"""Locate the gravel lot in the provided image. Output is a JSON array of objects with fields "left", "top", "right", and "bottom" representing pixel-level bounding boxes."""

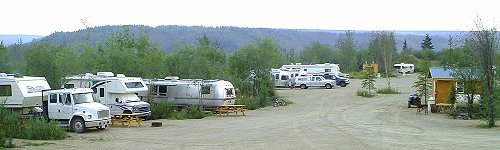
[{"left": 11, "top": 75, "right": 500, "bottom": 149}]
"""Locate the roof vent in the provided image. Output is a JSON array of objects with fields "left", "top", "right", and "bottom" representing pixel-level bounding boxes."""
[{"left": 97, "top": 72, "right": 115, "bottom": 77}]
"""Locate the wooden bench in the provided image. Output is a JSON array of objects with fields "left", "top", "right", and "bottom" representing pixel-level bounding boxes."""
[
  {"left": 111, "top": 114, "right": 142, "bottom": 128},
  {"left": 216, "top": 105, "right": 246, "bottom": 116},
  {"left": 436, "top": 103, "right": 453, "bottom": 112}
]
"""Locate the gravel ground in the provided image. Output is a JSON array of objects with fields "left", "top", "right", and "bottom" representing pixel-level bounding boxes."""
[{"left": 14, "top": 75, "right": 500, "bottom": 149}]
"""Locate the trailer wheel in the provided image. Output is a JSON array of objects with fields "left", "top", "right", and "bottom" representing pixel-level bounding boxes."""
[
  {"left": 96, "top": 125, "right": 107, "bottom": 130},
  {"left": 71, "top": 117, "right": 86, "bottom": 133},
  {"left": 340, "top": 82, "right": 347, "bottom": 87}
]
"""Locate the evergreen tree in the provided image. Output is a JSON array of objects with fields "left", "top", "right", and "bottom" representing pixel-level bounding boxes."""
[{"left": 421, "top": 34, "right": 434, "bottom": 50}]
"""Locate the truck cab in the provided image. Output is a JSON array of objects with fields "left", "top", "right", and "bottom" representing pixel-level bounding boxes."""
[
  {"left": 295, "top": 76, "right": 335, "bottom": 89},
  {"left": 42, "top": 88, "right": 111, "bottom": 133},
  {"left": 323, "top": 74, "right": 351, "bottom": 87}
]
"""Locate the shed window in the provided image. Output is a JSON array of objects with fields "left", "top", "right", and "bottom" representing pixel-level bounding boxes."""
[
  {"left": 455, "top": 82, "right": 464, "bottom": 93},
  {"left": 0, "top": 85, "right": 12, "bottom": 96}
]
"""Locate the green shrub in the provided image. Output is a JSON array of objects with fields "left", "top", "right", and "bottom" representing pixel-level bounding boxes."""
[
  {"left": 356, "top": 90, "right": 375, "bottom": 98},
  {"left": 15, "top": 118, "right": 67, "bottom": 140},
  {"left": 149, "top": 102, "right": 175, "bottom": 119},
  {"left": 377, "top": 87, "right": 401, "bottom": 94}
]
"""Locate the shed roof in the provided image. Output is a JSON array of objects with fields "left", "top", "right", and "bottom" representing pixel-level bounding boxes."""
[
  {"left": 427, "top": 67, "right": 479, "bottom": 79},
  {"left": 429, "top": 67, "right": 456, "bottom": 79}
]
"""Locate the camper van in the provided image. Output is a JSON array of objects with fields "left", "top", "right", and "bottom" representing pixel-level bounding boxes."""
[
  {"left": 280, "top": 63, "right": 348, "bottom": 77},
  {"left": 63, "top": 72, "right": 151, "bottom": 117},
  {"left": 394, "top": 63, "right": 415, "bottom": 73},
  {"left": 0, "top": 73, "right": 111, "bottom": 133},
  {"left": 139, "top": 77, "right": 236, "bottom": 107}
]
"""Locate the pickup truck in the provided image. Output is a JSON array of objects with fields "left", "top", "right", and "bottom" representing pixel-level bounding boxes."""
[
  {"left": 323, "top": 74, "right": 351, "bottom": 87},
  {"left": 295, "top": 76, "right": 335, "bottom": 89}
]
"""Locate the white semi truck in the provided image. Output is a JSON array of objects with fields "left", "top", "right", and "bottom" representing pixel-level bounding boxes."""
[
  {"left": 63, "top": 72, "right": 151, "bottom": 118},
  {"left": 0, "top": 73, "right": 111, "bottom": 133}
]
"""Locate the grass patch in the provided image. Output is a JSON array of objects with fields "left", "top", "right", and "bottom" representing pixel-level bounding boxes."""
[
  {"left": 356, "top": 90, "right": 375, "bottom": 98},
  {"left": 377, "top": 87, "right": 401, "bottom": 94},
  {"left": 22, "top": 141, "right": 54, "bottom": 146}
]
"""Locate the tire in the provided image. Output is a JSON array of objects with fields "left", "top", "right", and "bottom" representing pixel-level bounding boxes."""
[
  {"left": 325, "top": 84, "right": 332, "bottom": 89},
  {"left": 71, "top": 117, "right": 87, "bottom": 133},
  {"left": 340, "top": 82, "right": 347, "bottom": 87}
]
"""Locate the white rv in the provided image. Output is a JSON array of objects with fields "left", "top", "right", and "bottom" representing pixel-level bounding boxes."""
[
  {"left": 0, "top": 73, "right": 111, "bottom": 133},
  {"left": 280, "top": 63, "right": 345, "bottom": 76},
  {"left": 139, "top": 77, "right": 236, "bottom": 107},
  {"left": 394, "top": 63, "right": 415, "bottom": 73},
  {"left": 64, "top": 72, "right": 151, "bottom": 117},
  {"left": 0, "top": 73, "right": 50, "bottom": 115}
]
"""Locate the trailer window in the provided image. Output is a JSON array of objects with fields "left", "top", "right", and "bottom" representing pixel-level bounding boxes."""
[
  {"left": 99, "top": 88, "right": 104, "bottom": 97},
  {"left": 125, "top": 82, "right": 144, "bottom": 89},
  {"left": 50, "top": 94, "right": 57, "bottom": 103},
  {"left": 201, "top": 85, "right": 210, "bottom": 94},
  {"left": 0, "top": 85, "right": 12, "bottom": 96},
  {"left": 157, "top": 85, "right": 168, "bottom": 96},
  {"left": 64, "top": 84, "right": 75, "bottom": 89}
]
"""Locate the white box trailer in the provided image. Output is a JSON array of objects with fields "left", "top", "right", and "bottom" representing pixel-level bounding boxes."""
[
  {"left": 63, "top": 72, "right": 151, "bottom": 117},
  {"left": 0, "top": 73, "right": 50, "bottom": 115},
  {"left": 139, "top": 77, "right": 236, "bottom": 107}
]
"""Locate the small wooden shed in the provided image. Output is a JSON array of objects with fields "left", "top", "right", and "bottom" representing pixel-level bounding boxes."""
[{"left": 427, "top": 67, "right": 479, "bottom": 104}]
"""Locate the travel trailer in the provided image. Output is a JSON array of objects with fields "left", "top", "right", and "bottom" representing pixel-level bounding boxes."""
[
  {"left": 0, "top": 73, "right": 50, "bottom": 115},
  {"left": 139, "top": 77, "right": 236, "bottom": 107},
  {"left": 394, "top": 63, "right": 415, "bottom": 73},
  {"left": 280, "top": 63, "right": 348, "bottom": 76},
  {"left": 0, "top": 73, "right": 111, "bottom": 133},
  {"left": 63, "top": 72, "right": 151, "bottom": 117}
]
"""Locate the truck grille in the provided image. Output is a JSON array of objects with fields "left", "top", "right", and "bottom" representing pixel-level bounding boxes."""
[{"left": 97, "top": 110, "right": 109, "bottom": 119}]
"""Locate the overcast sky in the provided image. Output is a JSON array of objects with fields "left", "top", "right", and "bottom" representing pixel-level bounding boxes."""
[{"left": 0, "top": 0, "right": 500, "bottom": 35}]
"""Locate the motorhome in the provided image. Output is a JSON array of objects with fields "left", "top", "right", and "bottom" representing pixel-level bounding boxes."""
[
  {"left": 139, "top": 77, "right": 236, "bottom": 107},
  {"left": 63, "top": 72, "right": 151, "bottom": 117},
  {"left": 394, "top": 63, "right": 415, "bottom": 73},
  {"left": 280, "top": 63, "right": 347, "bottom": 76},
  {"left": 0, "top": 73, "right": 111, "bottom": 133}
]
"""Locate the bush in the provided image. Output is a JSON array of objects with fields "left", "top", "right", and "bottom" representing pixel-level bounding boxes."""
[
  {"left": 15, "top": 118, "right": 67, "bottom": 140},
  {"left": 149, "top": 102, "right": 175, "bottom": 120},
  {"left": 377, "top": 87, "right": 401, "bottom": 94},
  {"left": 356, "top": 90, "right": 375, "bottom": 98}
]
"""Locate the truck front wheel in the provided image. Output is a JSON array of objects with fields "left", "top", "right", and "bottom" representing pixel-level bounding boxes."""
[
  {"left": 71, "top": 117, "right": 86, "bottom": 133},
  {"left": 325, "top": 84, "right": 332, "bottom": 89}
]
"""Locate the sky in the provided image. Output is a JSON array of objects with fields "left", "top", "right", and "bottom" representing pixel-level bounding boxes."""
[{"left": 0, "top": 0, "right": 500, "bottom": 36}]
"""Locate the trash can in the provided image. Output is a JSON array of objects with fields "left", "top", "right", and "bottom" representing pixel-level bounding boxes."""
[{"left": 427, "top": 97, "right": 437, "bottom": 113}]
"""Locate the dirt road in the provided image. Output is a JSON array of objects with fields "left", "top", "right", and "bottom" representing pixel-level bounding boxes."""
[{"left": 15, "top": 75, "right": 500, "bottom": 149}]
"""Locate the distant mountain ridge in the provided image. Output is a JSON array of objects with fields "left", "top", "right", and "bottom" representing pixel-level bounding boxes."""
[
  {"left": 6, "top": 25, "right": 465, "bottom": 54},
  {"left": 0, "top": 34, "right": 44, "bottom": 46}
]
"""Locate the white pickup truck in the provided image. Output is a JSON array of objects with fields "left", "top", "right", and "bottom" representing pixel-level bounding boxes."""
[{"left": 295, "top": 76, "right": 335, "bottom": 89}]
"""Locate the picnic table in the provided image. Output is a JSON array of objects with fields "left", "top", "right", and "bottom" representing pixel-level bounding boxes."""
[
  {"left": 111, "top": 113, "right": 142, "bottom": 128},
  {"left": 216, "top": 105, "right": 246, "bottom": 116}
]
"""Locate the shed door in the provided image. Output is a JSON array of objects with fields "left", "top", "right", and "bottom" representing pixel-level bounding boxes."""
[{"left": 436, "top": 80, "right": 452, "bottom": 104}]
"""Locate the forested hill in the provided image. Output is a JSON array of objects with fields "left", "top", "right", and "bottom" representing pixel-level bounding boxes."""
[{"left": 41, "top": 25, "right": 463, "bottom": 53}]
○ ○ ○ ○ ○
#### [The task]
Tally the lines in the rows above that contain the string "wooden". Case counts, and the reply should be only the number.

#### [Task response]
2